**Task goal:**
What you return must match the data exactly, line for line.

**** Input material

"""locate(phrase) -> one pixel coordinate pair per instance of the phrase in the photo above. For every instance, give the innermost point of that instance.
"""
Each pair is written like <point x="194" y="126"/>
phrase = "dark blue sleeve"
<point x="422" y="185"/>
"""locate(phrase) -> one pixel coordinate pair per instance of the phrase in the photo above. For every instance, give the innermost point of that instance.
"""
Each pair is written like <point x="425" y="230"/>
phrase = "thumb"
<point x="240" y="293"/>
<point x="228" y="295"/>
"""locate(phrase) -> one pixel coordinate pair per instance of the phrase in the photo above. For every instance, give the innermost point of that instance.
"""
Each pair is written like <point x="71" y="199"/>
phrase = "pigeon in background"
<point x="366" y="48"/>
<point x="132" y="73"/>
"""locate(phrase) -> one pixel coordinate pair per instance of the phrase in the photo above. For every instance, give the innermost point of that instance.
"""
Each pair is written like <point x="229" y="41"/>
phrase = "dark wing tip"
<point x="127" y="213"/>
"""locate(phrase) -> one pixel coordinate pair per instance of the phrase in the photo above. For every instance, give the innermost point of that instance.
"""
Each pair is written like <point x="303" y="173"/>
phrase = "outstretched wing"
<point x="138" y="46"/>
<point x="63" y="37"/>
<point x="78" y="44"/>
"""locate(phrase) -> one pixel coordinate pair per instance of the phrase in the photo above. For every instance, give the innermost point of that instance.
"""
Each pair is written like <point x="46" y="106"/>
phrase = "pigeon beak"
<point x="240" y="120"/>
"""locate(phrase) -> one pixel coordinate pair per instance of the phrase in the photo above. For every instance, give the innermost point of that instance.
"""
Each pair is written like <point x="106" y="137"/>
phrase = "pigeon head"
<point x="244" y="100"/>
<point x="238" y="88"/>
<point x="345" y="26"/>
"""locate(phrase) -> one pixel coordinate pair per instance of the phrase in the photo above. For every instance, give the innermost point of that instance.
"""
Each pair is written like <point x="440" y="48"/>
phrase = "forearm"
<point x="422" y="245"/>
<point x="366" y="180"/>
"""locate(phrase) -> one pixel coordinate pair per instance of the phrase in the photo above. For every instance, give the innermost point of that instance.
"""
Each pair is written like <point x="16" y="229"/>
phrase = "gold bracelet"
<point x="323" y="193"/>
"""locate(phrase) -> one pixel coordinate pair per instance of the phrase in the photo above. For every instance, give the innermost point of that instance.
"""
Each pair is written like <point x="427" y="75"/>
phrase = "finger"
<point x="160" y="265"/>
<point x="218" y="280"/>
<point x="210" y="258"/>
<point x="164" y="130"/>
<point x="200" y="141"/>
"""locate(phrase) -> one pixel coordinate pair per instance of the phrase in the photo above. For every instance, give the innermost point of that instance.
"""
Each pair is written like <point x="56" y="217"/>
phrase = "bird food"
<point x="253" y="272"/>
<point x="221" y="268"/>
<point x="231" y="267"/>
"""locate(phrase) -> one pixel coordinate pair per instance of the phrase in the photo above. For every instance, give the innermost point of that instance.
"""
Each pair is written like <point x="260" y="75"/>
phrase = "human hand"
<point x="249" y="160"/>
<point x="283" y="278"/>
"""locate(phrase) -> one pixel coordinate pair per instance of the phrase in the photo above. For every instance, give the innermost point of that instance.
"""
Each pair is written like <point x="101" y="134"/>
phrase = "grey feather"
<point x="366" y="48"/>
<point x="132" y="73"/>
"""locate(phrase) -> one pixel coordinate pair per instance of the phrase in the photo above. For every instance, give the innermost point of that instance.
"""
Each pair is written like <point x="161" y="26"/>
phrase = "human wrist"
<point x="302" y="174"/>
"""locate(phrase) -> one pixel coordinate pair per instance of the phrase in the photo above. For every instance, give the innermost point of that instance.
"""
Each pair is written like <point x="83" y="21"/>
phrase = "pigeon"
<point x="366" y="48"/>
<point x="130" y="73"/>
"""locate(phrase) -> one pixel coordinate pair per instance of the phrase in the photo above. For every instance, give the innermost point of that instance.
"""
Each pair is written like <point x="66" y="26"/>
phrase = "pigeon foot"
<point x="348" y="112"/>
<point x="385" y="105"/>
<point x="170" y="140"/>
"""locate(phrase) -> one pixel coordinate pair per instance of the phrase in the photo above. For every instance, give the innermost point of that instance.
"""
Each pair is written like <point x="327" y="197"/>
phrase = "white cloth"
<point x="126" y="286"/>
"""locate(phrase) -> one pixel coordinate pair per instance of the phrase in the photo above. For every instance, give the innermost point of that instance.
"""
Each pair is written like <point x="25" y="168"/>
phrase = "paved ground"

********

**Exercise output:**
"""locate(phrase) -> one pixel coordinate pair per instance of the phrase in the photo above. For every instance, give the innermost point of that instance.
"""
Each pair is written like <point x="194" y="126"/>
phrase = "dark blue sleeve"
<point x="422" y="185"/>
"""locate(phrase) -> one pixel coordinate pair per instance of the phrase in the photo above. For every instance, give the innermost point of that instance.
"""
Each pair is written like <point x="425" y="230"/>
phrase = "thumb"
<point x="240" y="293"/>
<point x="228" y="295"/>
"""locate(phrase) -> one pixel coordinate pair per instance of the phrase in the photo above. For every instance, give the innermost point of that instance.
"""
Each pair is written like <point x="71" y="199"/>
phrase = "pigeon in background"
<point x="366" y="48"/>
<point x="132" y="73"/>
"""locate(phrase) -> one pixel coordinate pair per instance of the phrase in the photo above. For every instance, give the innermost point of that instance.
"""
Each pair is written like <point x="229" y="41"/>
phrase = "dark wing tip"
<point x="127" y="213"/>
"""locate(phrase) -> one pixel coordinate pair per instance of the phrase in the photo above. For every instance, give the innermost point of that instance.
"""
Each pair is written like <point x="303" y="173"/>
phrase = "outstretched wing"
<point x="138" y="46"/>
<point x="63" y="37"/>
<point x="78" y="44"/>
"""locate(phrase) -> one pixel coordinate pair per instance of the phrase in the photo above. For every instance, give the innermost point of that instance.
"""
Each pair is written like <point x="46" y="106"/>
phrase = "pigeon beak"
<point x="240" y="120"/>
"""locate(phrase) -> one pixel coordinate pair per instance of the phrase in the photo above. For every instance, give the innermost point of that instance.
"""
Each pair is written like <point x="106" y="137"/>
phrase = "pigeon head"
<point x="244" y="100"/>
<point x="238" y="88"/>
<point x="345" y="26"/>
"""locate(phrase) -> one pixel coordinate pair per instance of the phrase in the photo above. For every instance, give the innermost point of that instance.
"""
Each pair is written like <point x="440" y="48"/>
phrase = "forearm"
<point x="422" y="245"/>
<point x="366" y="180"/>
"""locate(phrase) -> one pixel coordinate pair per instance of the phrase in the photo above. For every instance, give the innermost point of that instance.
"""
Each pair is written like <point x="16" y="229"/>
phrase = "gold bracelet"
<point x="323" y="193"/>
"""locate(phrase) -> one pixel coordinate pair per instance of the phrase in the photo above. For every instance, give the innermost point of that instance.
"""
Each pair is written like <point x="427" y="75"/>
phrase = "finger"
<point x="160" y="265"/>
<point x="218" y="280"/>
<point x="210" y="258"/>
<point x="164" y="130"/>
<point x="200" y="141"/>
"""locate(phrase) -> one pixel coordinate pair per instance of the phrase in the photo above. For every instance, give the innermost point of that instance.
"""
Each pair is written like <point x="56" y="217"/>
phrase = "bird food"
<point x="253" y="272"/>
<point x="221" y="268"/>
<point x="231" y="267"/>
"""locate(phrase) -> one pixel coordinate pair per instance of the phrase in the photo above. For every instance, give the innermost point of that instance.
"""
Each pair is written like <point x="260" y="75"/>
phrase = "human hand"
<point x="249" y="160"/>
<point x="283" y="278"/>
"""locate(phrase) -> one pixel coordinate pair per instance of the phrase in the photo above. For every instance, give the innermost point of that instance.
"""
Each pair is written like <point x="101" y="134"/>
phrase = "grey feather"
<point x="366" y="48"/>
<point x="132" y="73"/>
"""locate(phrase) -> one pixel coordinate pair per instance of the phrase in the photo above. For every instance, give the innermost point of that instance.
"""
Each pair is written like <point x="161" y="26"/>
phrase = "human wrist"
<point x="302" y="174"/>
"""locate(phrase) -> one pixel coordinate pair per instance of the phrase in the photo above. For every instance, give the innermost point of that instance.
"""
Each pair is written like <point x="83" y="21"/>
phrase = "pigeon"
<point x="366" y="48"/>
<point x="130" y="73"/>
"""locate(phrase) -> one pixel coordinate pair per instance of the phrase in the photo above. For every instance, give the innermost point of that instance.
"""
Each pair is written like <point x="66" y="26"/>
phrase = "pigeon foot"
<point x="348" y="112"/>
<point x="385" y="105"/>
<point x="170" y="140"/>
"""locate(phrase) -> one pixel coordinate pair per instance of the phrase in the photo above. For every instance, give the innermost point of that instance.
"""
Each pair is written like <point x="327" y="197"/>
phrase = "white cloth"
<point x="126" y="286"/>
"""locate(phrase) -> one pixel coordinate pair per instance of the phrase in the photo above. For every instance, give the innermost point of that instance.
"""
Each pair is written like <point x="25" y="168"/>
phrase = "paved ground"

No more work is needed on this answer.